:: EXTRACTED MATERIAL
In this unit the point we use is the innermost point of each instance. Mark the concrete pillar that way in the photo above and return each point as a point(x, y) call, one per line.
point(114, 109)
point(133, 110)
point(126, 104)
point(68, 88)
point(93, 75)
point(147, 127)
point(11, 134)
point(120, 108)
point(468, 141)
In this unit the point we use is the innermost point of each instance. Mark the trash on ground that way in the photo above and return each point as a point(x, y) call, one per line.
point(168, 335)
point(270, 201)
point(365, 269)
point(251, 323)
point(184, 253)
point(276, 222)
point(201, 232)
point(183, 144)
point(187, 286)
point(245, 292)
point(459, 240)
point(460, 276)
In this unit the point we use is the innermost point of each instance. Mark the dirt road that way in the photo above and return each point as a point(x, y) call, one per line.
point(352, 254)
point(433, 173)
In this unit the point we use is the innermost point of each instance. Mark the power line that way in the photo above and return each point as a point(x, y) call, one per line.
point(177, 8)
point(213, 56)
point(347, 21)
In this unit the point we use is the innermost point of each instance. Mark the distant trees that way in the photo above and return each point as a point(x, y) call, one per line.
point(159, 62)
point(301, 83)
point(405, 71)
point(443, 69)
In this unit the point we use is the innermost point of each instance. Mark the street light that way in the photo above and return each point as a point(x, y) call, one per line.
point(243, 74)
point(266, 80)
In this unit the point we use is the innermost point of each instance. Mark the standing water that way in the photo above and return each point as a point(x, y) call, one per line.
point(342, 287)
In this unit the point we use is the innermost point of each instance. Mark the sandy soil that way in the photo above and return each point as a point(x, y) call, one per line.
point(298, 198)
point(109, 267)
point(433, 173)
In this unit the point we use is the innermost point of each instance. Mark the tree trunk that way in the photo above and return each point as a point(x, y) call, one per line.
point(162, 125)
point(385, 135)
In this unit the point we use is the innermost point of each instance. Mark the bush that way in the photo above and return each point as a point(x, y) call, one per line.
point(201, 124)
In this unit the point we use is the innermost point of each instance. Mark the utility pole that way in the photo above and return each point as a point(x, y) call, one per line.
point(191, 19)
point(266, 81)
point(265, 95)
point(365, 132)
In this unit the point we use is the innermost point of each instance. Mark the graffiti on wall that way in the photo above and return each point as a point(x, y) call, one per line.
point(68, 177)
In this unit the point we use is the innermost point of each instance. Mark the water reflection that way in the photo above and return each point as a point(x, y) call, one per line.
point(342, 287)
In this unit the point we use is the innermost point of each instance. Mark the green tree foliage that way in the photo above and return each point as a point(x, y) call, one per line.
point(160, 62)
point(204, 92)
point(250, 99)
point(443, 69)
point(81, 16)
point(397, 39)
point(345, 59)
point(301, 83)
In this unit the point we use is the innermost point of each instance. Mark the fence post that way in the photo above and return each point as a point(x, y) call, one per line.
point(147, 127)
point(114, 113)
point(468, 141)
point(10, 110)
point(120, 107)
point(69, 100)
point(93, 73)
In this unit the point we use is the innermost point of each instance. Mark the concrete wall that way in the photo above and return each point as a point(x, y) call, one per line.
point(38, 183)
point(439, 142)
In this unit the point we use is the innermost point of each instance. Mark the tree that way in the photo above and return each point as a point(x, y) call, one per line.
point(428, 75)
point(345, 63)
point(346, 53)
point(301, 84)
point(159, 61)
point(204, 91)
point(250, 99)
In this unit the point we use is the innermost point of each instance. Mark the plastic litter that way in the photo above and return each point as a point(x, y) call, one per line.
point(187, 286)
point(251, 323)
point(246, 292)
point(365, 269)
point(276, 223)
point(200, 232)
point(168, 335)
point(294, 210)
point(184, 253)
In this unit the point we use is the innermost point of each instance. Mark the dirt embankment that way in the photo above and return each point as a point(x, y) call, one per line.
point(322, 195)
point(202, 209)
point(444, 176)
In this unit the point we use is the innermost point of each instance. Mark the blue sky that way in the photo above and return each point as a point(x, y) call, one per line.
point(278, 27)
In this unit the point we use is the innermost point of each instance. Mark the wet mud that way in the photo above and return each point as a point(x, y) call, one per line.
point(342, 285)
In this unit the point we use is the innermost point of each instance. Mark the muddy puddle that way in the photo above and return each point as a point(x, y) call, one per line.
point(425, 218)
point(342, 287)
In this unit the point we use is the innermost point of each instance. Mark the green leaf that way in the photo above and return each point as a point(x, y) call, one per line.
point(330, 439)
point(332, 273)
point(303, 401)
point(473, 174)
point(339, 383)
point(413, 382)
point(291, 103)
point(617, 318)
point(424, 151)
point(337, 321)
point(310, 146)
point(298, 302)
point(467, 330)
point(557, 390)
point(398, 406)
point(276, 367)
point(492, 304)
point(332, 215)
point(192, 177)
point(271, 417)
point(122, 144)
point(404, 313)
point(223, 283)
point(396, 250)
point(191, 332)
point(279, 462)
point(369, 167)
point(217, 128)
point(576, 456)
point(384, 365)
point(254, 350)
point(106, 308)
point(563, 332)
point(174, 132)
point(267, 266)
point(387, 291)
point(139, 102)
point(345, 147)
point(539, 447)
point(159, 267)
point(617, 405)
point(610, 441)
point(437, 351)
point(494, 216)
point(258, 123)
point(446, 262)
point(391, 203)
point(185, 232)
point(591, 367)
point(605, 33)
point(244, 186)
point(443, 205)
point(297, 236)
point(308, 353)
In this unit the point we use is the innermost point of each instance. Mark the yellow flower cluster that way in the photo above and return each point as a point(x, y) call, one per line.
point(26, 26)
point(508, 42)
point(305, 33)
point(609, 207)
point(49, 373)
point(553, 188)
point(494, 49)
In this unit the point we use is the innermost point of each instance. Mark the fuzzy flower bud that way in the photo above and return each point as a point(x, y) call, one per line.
::::
• TO BE DONE: Please rewrite the rows from the start of the rows through the line with "point(93, 75)", replacing "concrete pillar" with "stone column" and keeping everything else the same.

• THE REPLY:
In this unit the point we use is the innermost point of each instance. Mark the stone column that way in the photo above and return each point as a point(x, y) call, one per line.
point(114, 109)
point(133, 110)
point(126, 104)
point(68, 88)
point(93, 75)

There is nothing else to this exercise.